Segment Start: Provided data

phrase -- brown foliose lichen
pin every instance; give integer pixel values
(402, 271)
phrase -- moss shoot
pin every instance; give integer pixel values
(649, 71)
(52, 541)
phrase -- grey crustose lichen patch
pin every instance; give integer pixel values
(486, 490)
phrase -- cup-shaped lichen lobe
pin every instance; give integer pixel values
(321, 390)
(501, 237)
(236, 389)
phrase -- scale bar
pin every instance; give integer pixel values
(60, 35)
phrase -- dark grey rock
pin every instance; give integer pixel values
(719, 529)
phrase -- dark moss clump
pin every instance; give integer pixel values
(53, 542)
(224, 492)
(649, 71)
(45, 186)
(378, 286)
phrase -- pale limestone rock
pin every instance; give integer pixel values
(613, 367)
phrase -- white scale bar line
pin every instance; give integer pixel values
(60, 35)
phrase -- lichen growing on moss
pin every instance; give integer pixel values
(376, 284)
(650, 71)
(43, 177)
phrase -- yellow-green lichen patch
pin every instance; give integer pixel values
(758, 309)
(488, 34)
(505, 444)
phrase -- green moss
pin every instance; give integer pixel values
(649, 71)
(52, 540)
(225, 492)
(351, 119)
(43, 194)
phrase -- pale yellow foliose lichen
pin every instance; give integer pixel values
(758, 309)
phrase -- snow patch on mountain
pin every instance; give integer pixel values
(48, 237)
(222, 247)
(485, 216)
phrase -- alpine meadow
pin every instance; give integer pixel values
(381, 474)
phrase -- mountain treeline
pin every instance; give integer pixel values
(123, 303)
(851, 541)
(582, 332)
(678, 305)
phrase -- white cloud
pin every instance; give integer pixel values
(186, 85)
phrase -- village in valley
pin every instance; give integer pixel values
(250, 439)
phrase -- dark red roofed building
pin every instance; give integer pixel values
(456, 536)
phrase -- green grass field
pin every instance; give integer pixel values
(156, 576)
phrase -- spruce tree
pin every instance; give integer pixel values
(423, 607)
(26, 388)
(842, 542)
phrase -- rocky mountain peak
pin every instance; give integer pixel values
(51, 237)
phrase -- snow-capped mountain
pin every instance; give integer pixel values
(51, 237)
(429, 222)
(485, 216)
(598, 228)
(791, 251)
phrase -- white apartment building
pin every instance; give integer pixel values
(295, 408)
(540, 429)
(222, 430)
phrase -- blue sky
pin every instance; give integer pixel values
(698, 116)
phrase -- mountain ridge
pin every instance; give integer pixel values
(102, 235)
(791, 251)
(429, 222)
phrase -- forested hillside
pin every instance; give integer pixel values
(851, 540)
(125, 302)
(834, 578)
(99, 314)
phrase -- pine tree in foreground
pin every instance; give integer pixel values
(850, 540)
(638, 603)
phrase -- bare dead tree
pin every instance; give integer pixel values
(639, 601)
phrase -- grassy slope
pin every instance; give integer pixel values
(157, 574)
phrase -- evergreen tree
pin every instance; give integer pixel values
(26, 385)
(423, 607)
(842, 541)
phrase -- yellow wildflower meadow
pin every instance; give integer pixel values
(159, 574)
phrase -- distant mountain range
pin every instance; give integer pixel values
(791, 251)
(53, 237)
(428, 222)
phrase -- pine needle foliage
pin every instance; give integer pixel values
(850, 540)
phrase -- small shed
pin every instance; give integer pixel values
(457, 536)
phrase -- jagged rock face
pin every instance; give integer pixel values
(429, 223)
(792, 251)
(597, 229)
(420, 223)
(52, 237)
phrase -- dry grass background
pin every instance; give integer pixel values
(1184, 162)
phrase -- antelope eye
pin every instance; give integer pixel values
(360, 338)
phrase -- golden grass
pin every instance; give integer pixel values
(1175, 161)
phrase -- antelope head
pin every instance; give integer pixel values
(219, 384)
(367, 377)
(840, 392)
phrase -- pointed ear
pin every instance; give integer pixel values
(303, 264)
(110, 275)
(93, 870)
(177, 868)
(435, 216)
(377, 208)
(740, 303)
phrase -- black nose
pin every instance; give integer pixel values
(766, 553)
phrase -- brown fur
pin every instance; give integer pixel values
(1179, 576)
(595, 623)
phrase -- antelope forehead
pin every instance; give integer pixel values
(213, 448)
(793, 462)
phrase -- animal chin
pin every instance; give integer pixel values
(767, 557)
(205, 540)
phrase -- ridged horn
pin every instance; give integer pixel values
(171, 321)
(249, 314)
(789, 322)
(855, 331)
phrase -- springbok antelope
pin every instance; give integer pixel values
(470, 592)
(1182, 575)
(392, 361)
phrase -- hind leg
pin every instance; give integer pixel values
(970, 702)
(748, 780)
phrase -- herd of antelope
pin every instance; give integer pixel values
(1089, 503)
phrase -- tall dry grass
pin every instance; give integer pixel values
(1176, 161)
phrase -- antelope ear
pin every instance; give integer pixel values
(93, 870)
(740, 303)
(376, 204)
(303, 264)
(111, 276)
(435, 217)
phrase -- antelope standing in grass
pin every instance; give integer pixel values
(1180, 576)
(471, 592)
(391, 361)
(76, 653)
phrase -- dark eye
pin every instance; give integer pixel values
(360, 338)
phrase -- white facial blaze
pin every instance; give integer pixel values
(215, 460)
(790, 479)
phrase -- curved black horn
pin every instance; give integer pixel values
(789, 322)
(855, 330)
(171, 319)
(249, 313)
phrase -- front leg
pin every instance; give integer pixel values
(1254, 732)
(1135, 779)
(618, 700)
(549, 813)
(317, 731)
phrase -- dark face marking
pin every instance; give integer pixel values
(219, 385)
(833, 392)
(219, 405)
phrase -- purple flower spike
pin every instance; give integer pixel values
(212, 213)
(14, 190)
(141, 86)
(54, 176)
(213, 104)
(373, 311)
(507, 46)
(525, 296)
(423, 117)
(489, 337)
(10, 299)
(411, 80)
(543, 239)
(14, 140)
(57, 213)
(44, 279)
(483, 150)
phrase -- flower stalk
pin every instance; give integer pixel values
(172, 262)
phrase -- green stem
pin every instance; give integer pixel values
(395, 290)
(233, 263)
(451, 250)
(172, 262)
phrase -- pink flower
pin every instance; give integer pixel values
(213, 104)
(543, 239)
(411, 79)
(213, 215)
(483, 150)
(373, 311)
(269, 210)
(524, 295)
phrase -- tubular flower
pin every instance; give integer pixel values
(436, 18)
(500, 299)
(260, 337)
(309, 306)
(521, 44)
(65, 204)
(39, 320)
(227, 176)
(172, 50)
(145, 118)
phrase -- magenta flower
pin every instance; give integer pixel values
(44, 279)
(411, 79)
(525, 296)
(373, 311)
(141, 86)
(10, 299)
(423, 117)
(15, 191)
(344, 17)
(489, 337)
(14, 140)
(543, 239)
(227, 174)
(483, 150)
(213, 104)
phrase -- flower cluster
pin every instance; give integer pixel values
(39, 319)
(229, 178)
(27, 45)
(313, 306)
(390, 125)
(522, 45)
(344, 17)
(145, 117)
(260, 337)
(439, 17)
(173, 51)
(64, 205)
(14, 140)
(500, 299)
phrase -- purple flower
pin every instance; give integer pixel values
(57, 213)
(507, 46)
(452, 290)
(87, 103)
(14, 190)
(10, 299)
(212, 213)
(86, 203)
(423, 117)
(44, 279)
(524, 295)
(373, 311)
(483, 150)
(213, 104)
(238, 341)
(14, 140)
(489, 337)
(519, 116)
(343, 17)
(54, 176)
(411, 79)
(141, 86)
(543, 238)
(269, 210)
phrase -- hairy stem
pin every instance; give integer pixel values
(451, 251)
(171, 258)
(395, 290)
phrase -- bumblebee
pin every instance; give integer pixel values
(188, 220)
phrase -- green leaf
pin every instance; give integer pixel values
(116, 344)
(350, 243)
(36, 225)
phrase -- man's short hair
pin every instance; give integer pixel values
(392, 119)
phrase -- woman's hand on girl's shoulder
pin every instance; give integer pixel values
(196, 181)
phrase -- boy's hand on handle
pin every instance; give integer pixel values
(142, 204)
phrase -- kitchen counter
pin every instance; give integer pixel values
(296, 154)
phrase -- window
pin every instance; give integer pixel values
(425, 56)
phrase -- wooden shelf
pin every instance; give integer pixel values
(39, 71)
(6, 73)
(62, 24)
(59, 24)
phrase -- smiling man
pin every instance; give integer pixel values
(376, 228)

Segment End: Provided data

Work to complete: Return, please, the lines of the data from the first through the line containing "phrase -- scale bar", both kept, exactly as they stand and nothing more.

Exercise answer:
phrase -- brown foliose lichen
pin every instance; give integer pixel values
(402, 271)
phrase -- moss shoot
pin every instance; give integer pixel values
(649, 71)
(52, 541)
phrase -- grey crustose lichen patch
pin every instance; give integer pixel values
(486, 490)
phrase -- cup-shaped lichen lobe
pin every instance; give integer pixel values
(321, 390)
(501, 237)
(236, 389)
phrase -- scale bar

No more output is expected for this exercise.